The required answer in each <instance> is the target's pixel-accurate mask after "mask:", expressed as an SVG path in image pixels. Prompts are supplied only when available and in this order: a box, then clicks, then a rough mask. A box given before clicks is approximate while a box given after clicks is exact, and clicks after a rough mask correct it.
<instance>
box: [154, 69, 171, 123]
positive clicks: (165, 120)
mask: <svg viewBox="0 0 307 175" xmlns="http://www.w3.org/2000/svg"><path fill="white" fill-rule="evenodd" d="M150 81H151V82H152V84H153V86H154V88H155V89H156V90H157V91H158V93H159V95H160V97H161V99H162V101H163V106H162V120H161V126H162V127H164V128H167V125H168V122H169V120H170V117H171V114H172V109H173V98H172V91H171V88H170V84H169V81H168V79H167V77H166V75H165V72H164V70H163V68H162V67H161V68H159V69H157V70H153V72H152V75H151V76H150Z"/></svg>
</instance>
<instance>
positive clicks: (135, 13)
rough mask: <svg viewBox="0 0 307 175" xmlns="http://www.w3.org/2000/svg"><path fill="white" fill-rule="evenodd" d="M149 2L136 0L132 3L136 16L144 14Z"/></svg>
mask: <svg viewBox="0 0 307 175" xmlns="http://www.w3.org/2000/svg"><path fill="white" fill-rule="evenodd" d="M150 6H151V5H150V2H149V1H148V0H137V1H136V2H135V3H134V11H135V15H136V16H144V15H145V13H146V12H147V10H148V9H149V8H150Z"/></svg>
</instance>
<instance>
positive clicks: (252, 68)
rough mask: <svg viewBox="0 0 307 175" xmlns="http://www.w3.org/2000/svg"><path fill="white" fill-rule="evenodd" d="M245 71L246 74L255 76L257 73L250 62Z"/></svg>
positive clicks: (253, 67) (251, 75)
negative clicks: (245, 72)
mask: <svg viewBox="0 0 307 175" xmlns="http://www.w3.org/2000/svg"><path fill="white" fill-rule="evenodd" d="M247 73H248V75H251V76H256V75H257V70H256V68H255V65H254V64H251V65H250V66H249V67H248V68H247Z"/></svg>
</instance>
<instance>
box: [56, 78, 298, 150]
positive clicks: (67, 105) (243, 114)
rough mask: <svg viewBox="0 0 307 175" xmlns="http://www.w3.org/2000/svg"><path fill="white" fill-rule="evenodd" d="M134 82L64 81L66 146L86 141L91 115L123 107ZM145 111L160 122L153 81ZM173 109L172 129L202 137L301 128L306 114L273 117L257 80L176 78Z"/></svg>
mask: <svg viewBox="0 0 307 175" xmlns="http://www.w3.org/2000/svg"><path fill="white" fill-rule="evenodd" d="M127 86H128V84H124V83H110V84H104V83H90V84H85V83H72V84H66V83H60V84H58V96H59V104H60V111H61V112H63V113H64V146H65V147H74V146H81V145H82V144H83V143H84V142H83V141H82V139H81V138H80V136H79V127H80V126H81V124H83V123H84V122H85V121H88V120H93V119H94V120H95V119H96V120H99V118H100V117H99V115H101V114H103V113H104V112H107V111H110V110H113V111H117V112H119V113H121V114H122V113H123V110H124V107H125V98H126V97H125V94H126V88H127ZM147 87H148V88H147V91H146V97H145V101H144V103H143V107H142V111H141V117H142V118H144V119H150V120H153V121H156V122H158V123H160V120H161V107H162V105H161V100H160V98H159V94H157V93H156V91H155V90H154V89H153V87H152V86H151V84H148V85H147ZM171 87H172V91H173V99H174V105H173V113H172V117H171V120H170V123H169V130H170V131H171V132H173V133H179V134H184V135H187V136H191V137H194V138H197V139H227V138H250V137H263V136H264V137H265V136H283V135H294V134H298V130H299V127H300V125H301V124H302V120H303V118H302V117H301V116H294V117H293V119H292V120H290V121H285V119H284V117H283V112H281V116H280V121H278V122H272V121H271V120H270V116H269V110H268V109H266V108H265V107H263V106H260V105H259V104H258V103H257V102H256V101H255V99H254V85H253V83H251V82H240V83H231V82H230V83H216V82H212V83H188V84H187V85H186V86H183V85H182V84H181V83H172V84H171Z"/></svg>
# # # # # # #
Activity -> Produce an exact copy of every entry above.

Solved problem ->
The required answer in each <instance> is the target's pixel-accurate mask after "mask:", expressed as an SVG path in image pixels. Prompts are supplied only when available and in this order: a box, then clicks, then a rough mask. A box given before clicks is approximate while a box given after clicks is exact, and clicks after a rough mask correct it.
<instance>
box: [154, 69, 171, 123]
positive clicks: (165, 120)
mask: <svg viewBox="0 0 307 175" xmlns="http://www.w3.org/2000/svg"><path fill="white" fill-rule="evenodd" d="M150 81H151V82H152V84H153V86H154V88H155V89H156V90H157V91H158V93H159V95H160V97H161V99H162V101H163V106H162V120H161V126H162V127H164V128H167V125H168V122H169V120H170V117H171V114H172V109H173V98H172V91H171V88H170V84H169V81H168V79H167V77H166V75H165V72H164V70H163V68H162V67H161V68H159V69H157V70H153V72H152V75H151V76H150Z"/></svg>
</instance>
<instance>
positive clicks: (135, 13)
rough mask: <svg viewBox="0 0 307 175" xmlns="http://www.w3.org/2000/svg"><path fill="white" fill-rule="evenodd" d="M149 2L136 0L132 3L136 16L144 14Z"/></svg>
mask: <svg viewBox="0 0 307 175" xmlns="http://www.w3.org/2000/svg"><path fill="white" fill-rule="evenodd" d="M150 6H151V5H150V2H149V1H148V0H137V1H136V2H135V3H134V11H135V15H136V16H144V15H145V13H146V12H147V10H148V9H149V8H150Z"/></svg>
</instance>
<instance>
positive clicks: (252, 68)
rough mask: <svg viewBox="0 0 307 175" xmlns="http://www.w3.org/2000/svg"><path fill="white" fill-rule="evenodd" d="M245 71L246 74L255 76L257 73L250 62Z"/></svg>
positive clicks: (253, 67) (251, 75)
negative clicks: (245, 72)
mask: <svg viewBox="0 0 307 175" xmlns="http://www.w3.org/2000/svg"><path fill="white" fill-rule="evenodd" d="M247 73H248V75H251V76H256V75H257V70H256V68H255V65H254V64H251V65H250V66H249V67H248V68H247Z"/></svg>
</instance>
<instance>
box: [56, 78, 298, 150]
positive clicks: (67, 105) (243, 114)
rough mask: <svg viewBox="0 0 307 175" xmlns="http://www.w3.org/2000/svg"><path fill="white" fill-rule="evenodd" d="M134 82L64 81L66 146L86 141L91 115L123 107ZM145 111L160 122L153 81ZM173 109L172 129L202 137L301 128L306 114L273 117L257 80L176 78Z"/></svg>
mask: <svg viewBox="0 0 307 175" xmlns="http://www.w3.org/2000/svg"><path fill="white" fill-rule="evenodd" d="M127 86H128V84H124V83H110V84H104V83H90V84H85V83H72V84H66V83H60V84H58V96H59V104H60V111H61V112H63V113H64V146H65V147H74V146H81V145H82V144H83V143H84V142H83V141H82V139H81V138H80V136H79V127H80V126H81V124H83V123H84V122H85V121H88V120H93V119H94V120H95V119H96V120H99V118H100V117H99V115H101V114H103V113H104V112H107V111H110V110H113V111H117V112H119V113H121V114H122V113H123V110H124V107H125V98H126V97H125V94H126V88H127ZM147 87H148V88H147V91H146V97H145V101H144V103H143V107H142V111H141V117H142V118H144V119H150V120H153V121H156V122H158V123H160V120H161V107H162V105H161V100H160V98H159V94H157V93H156V91H155V90H154V89H153V87H152V86H151V84H148V85H147ZM171 87H172V91H173V99H174V105H173V113H172V117H171V120H170V123H169V130H170V131H171V132H173V133H179V134H184V135H187V136H191V137H194V138H197V139H227V138H250V137H263V136H264V137H265V136H283V135H294V134H298V130H299V127H300V125H301V124H302V120H303V118H302V117H301V116H294V117H293V119H292V120H290V121H285V119H284V117H283V112H281V116H280V121H278V122H272V121H271V120H270V116H269V110H268V109H266V108H265V107H263V106H260V105H259V104H258V103H257V102H256V101H255V99H254V85H253V83H251V82H240V83H231V82H230V83H216V82H212V83H188V84H187V85H186V86H183V85H182V84H181V83H172V84H171Z"/></svg>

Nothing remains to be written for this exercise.